> **Problem to work on**: Rescale the items between the lines holding "Point out the overcast" and "[(409, 54)]", inclusive, and write those lines out again with the requests, multiplying every coordinate in the answers by 2.4 and rounding to whole numbers, halves up. The numbers in the requests and their format samples stay as they are.
■ ■ ■ ■
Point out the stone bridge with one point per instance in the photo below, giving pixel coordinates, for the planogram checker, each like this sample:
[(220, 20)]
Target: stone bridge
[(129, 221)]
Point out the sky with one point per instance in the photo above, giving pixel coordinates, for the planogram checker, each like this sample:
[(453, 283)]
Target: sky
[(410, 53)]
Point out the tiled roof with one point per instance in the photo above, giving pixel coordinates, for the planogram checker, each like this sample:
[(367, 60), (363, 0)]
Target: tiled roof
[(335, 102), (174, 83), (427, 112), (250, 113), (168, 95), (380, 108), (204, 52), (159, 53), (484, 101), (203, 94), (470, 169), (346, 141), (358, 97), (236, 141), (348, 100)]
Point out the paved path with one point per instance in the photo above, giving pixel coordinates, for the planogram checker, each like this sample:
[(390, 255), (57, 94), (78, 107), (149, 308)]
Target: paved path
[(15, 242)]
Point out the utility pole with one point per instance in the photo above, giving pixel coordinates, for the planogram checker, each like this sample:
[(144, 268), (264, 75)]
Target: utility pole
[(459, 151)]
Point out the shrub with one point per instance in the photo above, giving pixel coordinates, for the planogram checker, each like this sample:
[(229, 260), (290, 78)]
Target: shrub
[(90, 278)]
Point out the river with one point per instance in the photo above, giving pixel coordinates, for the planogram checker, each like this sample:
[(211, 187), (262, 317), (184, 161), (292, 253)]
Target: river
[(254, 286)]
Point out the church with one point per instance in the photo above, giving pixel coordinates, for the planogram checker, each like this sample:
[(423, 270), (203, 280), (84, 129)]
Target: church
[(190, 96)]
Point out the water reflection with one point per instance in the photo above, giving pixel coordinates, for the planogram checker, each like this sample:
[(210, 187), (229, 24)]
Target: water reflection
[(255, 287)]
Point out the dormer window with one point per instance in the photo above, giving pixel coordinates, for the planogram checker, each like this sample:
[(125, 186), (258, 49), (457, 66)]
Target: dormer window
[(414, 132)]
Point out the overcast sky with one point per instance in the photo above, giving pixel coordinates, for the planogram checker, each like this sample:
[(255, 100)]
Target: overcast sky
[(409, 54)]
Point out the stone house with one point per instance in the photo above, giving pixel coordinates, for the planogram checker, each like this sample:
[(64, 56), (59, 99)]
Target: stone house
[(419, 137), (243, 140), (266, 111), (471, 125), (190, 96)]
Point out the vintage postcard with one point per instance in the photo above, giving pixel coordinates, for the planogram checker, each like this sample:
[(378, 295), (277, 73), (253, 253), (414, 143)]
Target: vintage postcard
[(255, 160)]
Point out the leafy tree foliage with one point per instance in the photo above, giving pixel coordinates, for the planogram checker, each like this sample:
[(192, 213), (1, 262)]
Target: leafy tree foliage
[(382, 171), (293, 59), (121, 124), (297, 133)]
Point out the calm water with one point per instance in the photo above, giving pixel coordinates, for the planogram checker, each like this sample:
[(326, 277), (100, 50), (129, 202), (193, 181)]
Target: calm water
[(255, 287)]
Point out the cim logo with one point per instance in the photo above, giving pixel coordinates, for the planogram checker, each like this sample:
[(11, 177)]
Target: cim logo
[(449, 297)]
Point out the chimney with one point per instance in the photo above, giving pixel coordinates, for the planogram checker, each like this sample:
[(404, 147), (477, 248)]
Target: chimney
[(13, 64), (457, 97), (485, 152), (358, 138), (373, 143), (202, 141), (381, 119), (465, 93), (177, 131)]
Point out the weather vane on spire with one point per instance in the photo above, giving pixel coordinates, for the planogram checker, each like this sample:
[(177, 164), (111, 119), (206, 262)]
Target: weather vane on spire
■ ■ ■ ■
> **Finished answer**:
Point out the overcast sky with one point per instance in the photo above, giving pixel coordinates, for the planogram checker, each like this sample:
[(255, 100)]
Target: overcast sky
[(982, 130)]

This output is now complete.